--- INPUT RECORDS ---
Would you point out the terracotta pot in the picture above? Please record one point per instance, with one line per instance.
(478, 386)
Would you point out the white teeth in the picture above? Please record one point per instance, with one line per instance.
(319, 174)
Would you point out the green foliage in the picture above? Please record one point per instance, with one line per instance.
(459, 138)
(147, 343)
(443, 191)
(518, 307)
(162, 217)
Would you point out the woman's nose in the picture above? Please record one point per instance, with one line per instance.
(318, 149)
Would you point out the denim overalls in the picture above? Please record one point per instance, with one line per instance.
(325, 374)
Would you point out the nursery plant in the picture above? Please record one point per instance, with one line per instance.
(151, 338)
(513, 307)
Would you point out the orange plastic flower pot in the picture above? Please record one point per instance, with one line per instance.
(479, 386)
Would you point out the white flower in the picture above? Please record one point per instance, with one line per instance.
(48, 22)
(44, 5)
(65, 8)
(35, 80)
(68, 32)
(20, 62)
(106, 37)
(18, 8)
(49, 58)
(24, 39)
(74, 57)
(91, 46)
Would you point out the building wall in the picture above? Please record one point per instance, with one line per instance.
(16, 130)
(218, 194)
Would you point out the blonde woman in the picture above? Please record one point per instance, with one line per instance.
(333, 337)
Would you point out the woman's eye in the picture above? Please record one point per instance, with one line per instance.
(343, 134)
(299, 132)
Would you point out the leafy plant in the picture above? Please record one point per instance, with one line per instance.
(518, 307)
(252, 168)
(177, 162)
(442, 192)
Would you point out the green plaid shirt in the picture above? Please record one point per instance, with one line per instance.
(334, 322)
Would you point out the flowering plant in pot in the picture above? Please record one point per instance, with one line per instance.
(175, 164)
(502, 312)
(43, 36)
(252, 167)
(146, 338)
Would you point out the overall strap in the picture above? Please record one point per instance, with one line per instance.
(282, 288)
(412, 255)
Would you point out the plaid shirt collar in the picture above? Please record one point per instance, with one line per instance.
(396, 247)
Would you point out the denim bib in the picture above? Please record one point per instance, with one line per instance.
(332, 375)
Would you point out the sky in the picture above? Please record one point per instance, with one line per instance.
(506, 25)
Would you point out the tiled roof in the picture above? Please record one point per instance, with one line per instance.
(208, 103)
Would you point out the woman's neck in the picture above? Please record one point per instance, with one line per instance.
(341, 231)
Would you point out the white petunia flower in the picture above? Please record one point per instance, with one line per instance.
---
#### [REQUIREMENT]
What is needed is an exact repetition of all the entries above.

#### [ANSWER TO THE EXERCISE]
Would you point out the terracotta pot in the picture above? Please record one point per instance, with one line per instance.
(478, 386)
Would you point out the white teeth in the picture above? Please record one point per instance, with one line per instance.
(319, 174)
Would you point out the green foliage in the picture above? Please record one point per instance, with one line per instance.
(459, 138)
(147, 343)
(443, 191)
(518, 307)
(162, 217)
Would you point out the woman's nose in the picture above? Please record one point per instance, with one line per instance.
(318, 149)
Would you point out the denim overalls in the picture above? Please record one point per instance, with one line per instance.
(325, 374)
Would you point out the nursery plant in the picture above? Please record one point per instance, with one line per instance.
(151, 338)
(513, 307)
Would you point out the orange plastic flower pot in the picture above? Please record one point per instance, with one line per instance.
(479, 386)
Would you point out the white flower in the picture above? Please record one point per instance, with one line per instance.
(48, 22)
(44, 5)
(65, 8)
(35, 80)
(68, 32)
(20, 62)
(106, 37)
(18, 8)
(49, 58)
(24, 39)
(74, 57)
(91, 46)
Would you point out the building wall in the picture above? Please record one point per instance, with one line per instance.
(16, 130)
(218, 194)
Would you point out the blonde woman in the picture above? Please record one point per instance, with one line per instance.
(333, 337)
Would you point out the woman's eye in the picture above? Please record one point per instance, with one line per instance.
(343, 134)
(299, 132)
Would you point out the leafy plant in the picture above? Please record one point per instance, with one line per instance.
(518, 307)
(252, 168)
(177, 162)
(442, 192)
Would you point out the green plaid shirt in the picture above? Please record one point per instance, with one line per instance.
(334, 322)
Would you point out the flowering plant in pot in the picture above? Please record one point per instance, with one line per instance.
(175, 164)
(502, 312)
(43, 36)
(252, 167)
(146, 338)
Would you point out the overall strap in the picture above? Please record one point per instance, with one line per instance.
(282, 288)
(412, 255)
Would you point out the plaid shirt collar in the picture above? Please record one point per instance, with one line per instance.
(396, 247)
Would you point out the denim bib in the picture above? Please record one point per instance, with one line per instance.
(332, 375)
Would you point out the sky in the picture above? Please record one point per instance, with one line per instance.
(506, 25)
Would you point out the tiled roof in the picture above? Please record one point per instance, with one line per instance.
(208, 103)
Would you point out the woman's neck in the picture above? Please record one point per instance, with one line per instance.
(341, 231)
Would you point out the white petunia flower in the picture above? Please record one point per instance, with one line per instance.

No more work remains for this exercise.